*Work to be completed*.
Copy every line of the material below word for word, leaving out the pictures.

--- start Data shown ---

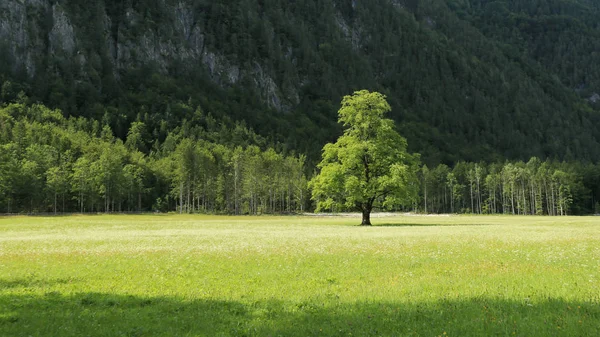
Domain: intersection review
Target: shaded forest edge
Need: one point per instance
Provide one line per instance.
(49, 163)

--- end Data shown ---

*Finished exercise*.
Domain: intersection review
Target: shaded forest edge
Need: one point per instance
Provide one line per instance.
(49, 163)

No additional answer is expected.